Each line from the one containing "of the metal" through the end of the entries below must be output exactly; no other line belongs.

## GIVEN ENTRIES
::::::::

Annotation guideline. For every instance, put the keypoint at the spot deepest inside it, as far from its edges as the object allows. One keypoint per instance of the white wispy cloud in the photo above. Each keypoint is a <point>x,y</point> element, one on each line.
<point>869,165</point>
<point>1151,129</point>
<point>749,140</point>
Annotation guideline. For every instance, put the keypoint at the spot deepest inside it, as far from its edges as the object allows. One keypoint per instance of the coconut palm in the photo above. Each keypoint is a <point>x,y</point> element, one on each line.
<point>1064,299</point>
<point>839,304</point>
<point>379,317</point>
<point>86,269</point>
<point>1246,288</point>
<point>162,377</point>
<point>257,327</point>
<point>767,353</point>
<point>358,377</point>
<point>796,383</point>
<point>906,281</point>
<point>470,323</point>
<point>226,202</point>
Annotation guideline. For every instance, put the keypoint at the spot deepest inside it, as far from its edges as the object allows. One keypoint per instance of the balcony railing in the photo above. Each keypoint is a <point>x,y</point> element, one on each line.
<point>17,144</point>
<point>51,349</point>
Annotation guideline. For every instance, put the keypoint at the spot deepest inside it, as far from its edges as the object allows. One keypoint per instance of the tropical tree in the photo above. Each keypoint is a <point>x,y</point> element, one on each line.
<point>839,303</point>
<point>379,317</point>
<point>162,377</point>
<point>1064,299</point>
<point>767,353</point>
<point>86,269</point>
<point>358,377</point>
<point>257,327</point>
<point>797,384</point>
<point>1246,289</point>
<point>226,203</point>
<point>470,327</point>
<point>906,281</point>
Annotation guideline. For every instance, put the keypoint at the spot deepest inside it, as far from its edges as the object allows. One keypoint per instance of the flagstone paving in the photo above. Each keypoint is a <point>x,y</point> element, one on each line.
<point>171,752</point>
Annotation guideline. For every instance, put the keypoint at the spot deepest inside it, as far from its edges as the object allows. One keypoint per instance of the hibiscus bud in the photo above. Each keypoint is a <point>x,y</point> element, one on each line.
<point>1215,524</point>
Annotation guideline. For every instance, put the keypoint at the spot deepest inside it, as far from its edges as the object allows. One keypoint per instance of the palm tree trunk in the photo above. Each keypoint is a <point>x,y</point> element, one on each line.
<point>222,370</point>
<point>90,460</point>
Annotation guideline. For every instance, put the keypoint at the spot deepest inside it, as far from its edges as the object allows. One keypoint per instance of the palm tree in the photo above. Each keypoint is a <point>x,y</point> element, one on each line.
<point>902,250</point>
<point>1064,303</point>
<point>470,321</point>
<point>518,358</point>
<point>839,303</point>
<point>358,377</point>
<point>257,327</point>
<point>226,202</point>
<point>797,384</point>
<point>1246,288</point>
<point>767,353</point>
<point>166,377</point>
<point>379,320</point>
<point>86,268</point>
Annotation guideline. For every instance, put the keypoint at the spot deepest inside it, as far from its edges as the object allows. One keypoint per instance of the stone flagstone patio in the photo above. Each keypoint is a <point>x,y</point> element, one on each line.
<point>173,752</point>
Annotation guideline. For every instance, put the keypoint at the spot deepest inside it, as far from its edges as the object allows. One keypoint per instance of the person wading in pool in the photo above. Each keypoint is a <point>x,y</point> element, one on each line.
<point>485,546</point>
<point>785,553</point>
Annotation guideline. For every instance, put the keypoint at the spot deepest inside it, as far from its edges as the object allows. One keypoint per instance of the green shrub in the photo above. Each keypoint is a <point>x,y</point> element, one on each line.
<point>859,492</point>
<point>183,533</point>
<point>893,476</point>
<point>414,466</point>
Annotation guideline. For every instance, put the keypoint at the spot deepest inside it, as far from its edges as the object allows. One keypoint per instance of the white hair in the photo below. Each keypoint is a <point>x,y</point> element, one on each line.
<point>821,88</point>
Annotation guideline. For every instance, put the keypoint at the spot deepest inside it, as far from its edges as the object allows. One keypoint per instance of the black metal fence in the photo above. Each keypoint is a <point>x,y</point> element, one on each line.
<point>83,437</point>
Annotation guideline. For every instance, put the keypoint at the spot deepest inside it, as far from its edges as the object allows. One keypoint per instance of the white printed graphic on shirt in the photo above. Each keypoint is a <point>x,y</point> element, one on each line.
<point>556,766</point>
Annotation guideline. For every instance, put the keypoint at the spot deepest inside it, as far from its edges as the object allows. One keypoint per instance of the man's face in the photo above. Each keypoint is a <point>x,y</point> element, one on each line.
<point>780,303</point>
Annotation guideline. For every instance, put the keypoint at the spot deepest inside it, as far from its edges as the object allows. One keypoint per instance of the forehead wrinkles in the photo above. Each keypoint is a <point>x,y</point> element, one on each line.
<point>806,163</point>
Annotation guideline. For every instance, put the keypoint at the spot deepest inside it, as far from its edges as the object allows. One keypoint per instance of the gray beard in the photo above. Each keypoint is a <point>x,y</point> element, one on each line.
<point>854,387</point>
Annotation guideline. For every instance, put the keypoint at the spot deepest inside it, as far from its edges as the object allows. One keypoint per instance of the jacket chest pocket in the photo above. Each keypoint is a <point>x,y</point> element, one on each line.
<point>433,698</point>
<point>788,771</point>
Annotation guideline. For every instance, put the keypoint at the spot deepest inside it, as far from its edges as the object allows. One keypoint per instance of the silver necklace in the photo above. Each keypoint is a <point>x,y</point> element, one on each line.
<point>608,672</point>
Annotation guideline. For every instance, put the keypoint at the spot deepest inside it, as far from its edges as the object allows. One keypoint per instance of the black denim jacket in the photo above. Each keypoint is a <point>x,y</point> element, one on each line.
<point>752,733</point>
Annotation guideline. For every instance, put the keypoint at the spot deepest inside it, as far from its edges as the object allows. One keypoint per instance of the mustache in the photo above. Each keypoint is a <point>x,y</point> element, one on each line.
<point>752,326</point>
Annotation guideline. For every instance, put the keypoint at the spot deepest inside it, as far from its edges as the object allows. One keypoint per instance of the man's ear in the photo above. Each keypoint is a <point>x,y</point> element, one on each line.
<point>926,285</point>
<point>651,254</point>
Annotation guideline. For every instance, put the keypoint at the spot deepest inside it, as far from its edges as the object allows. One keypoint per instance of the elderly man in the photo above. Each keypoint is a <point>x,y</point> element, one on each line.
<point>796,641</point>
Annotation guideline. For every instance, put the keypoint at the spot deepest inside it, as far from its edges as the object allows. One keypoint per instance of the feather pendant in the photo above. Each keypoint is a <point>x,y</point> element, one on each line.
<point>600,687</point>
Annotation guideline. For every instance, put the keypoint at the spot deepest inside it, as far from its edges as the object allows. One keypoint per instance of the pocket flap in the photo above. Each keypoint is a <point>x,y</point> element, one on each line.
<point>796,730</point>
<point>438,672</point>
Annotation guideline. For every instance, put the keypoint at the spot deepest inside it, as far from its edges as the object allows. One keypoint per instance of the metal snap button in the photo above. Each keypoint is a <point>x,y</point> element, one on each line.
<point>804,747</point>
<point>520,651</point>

::::::::

## WRITTEN ANSWER
Annotation guideline. For every instance, put the keypoint at the spot deepest inside it, as far from its edges as the object allows. One keypoint per instance of the metal snap button in the photo above. Each keypoint is a <point>x,y</point> element, one on each line.
<point>804,747</point>
<point>520,651</point>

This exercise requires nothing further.